** begin Text shown **

January 7th, 2015
With three more districts incorporated into the original Shanghai Free Trade Zone (FTZ) and three more free trade zones approved in Tianjin, Guangdong and Fujian, China expanded the physical size of its pilot reform zones in December, even as the scope of new operating openings for foreign companies remains undetermined.
Since the Shanghai FTZ opened in September 2013, it has fallen short of foreign investors’ expectations. Competition among multiple FTZs and central pressure to speed up trials could force Shanghai to move more aggressively on its own reforms. At the same time, local government officials could become more involved in the reform effort through the existence of multiple pilot zones. With the expanded zones in multiple regions, China’s planners are hoping to test new systems of foreign investment management across a broader area and determine which reforms can be enacted nationally.
The Standing Committee of the National People’s Congress (NPC) officially announced the expanded zones on December 29 and authorized the State Council to provisionally adjust current foreign investment laws in the FTZs, such as replacing the administrative approval process with a simpler filing system for certain foreign investment activities in the model of the Shanghai FTZ. The following transactions are eligible for the simplified approval system, according to the decision:
- Establishing new foreign-invested enterprises;
- Enacting mergers, splits, or other important changes to foreign-invested enterprises;
- Extending business operation periods for foreign-invested companies;
- Setting up equity/cooperative joint ventures between domestic and foreign enterprises;
- Extending business operation periods for joint ventures;
- Dissolving joint ventures;
- Enacting important changes, such as the entrustment or transfer of the operation or contract of cooperative joint ventures; and
- Establishing Taiwan-invested enterprises.

** end Text shown **

■ **Task requirements**:
Copy out the whole text on China's free trade zones, word for word. The records that come next are separate material and have no connection to the text on free trade zones.

** begin Dataset content **

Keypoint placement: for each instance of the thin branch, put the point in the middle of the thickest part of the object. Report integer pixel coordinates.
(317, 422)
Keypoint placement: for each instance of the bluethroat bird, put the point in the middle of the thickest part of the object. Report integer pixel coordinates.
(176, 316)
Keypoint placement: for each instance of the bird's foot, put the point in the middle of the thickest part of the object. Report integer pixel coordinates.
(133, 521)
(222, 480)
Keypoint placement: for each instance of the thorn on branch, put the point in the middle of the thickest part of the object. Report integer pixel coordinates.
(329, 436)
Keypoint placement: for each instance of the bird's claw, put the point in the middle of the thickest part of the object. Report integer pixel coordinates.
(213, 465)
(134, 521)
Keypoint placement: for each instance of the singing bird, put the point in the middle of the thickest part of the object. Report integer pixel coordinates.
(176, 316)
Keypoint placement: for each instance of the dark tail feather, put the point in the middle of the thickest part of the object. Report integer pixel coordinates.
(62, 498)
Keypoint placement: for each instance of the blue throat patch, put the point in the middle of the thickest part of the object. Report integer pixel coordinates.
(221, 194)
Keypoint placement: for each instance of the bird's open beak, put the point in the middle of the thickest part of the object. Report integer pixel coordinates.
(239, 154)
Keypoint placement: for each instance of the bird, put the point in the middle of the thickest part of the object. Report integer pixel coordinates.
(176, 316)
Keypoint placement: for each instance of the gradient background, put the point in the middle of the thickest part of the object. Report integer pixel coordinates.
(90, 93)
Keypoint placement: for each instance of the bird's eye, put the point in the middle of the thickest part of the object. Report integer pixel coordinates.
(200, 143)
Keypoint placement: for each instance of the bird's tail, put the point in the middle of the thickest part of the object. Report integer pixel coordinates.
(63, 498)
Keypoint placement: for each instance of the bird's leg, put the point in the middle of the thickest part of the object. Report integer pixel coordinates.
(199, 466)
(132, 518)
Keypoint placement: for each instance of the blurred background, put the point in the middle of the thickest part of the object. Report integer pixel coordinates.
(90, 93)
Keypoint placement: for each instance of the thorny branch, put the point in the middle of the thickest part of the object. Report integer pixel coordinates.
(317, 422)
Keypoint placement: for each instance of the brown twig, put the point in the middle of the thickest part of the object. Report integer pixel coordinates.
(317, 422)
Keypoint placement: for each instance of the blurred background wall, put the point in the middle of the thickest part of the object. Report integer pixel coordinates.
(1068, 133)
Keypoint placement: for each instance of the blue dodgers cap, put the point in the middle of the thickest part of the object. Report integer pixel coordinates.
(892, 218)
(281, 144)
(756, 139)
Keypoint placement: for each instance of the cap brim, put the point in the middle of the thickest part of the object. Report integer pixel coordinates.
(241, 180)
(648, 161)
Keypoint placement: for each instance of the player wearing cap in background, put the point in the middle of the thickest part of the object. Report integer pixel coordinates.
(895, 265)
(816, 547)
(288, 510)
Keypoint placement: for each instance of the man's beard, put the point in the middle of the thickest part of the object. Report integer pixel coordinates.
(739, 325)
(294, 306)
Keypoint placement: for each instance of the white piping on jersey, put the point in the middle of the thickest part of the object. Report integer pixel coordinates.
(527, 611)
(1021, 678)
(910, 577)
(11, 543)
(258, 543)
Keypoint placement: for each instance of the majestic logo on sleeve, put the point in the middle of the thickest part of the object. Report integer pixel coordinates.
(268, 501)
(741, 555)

** end Dataset content **

■ **Right answer**:
January 7th, 2015
With three more districts incorporated into the original Shanghai Free Trade Zone (FTZ) and three more free trade zones approved in Tianjin, Guangdong and Fujian, China expanded the physical size of its pilot reform zones in December, even as the scope of new operating openings for foreign companies remains undetermined.
Since the Shanghai FTZ opened in September 2013, it has fallen short of foreign investors’ expectations. Competition among multiple FTZs and central pressure to speed up trials could force Shanghai to move more aggressively on its own reforms. At the same time, local government officials could become more involved in the reform effort through the existence of multiple pilot zones. With the expanded zones in multiple regions, China’s planners are hoping to test new systems of foreign investment management across a broader area and determine which reforms can be enacted nationally.
The Standing Committee of the National People’s Congress (NPC) officially announced the expanded zones on December 29 and authorized the State Council to provisionally adjust current foreign investment laws in the FTZs, such as replacing the administrative approval process with a simpler filing system for certain foreign investment activities in the model of the Shanghai FTZ. The following transactions are eligible for the simplified approval system, according to the decision:
- Establishing new foreign-invested enterprises;
- Enacting mergers, splits, or other important changes to foreign-invested enterprises;
- Extending business operation periods for foreign-invested companies;
- Setting up equity/cooperative joint ventures between domestic and foreign enterprises;
- Extending business operation periods for joint ventures;
- Dissolving joint ventures;
- Enacting important changes, such as the entrustment or transfer of the operation or contract of cooperative joint ventures; and
- Establishing Taiwan-invested enterprises.